=== DATA EXCERPTS ===

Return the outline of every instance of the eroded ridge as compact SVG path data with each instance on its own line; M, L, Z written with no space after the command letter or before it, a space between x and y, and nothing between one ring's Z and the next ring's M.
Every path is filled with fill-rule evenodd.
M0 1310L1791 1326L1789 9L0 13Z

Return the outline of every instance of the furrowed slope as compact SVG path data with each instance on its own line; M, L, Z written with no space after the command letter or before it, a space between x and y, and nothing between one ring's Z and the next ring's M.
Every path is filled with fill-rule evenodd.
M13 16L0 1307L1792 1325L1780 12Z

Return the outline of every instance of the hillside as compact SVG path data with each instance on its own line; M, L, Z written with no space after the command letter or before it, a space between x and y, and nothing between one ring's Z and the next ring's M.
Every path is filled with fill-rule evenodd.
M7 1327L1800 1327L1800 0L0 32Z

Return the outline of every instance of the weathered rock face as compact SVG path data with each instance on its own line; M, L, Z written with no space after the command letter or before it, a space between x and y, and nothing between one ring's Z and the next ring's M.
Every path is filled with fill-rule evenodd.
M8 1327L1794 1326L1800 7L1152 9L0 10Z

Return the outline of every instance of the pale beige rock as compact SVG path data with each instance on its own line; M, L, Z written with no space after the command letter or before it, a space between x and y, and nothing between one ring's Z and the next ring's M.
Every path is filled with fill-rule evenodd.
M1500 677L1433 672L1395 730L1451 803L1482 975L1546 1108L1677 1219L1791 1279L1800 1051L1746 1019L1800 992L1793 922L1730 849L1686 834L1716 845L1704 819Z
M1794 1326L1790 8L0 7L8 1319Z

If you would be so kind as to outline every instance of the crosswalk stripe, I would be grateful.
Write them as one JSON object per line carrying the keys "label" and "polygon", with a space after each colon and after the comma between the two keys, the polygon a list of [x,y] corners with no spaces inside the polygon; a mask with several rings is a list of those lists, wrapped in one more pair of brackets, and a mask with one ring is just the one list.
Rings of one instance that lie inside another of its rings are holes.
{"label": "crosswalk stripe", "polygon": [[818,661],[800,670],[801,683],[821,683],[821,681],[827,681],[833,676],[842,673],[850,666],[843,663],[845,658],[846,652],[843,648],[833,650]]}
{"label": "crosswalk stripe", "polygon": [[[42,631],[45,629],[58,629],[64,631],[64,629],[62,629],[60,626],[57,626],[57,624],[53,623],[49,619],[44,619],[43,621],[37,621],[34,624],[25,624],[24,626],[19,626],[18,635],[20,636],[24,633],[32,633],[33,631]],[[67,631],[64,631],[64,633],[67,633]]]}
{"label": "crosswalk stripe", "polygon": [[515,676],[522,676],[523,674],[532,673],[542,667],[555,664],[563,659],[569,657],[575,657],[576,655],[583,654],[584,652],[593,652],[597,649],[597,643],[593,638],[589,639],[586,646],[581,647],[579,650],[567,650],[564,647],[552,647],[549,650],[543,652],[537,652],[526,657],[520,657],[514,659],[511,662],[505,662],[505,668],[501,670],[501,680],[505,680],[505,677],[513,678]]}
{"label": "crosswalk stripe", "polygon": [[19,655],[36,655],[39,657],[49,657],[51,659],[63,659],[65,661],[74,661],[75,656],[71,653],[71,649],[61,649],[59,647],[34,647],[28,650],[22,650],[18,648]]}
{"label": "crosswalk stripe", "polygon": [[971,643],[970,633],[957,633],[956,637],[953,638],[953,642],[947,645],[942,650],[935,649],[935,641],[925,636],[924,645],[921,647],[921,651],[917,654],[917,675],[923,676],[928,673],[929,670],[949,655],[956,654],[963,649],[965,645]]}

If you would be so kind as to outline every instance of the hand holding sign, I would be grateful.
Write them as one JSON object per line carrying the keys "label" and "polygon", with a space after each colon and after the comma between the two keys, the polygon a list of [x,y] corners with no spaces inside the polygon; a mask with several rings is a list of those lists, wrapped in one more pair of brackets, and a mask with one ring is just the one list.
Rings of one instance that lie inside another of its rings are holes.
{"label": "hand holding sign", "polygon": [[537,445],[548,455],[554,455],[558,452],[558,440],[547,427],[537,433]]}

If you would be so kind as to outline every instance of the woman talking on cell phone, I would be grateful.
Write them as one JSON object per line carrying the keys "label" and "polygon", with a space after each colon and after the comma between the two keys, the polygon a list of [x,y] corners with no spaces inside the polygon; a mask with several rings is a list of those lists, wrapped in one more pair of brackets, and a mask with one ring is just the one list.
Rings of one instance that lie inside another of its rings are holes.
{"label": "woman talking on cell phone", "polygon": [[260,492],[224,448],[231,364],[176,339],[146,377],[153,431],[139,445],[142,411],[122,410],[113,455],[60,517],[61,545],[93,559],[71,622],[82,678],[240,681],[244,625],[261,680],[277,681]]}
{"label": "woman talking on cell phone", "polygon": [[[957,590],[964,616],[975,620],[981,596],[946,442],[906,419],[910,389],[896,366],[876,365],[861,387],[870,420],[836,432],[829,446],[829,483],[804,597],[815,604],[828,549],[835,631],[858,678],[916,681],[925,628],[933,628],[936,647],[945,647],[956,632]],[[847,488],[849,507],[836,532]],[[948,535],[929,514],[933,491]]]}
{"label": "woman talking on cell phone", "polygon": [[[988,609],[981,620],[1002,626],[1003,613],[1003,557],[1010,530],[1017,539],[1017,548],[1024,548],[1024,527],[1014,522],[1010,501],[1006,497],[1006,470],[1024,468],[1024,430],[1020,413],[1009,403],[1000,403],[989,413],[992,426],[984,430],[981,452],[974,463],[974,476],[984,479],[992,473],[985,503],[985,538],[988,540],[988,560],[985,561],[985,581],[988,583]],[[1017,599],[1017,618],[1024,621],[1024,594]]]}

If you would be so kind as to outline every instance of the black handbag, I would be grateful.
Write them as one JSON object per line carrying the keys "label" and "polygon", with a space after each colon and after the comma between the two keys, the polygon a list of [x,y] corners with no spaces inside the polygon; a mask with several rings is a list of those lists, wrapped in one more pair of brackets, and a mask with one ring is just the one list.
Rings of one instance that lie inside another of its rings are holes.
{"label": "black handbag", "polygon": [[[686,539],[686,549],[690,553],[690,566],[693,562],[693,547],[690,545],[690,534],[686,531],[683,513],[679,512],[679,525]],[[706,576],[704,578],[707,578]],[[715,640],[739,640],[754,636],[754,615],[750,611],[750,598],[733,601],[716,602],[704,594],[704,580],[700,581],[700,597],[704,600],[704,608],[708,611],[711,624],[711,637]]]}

===

After counting the lines of the records above that hold the word "before", give the total and nothing else.

5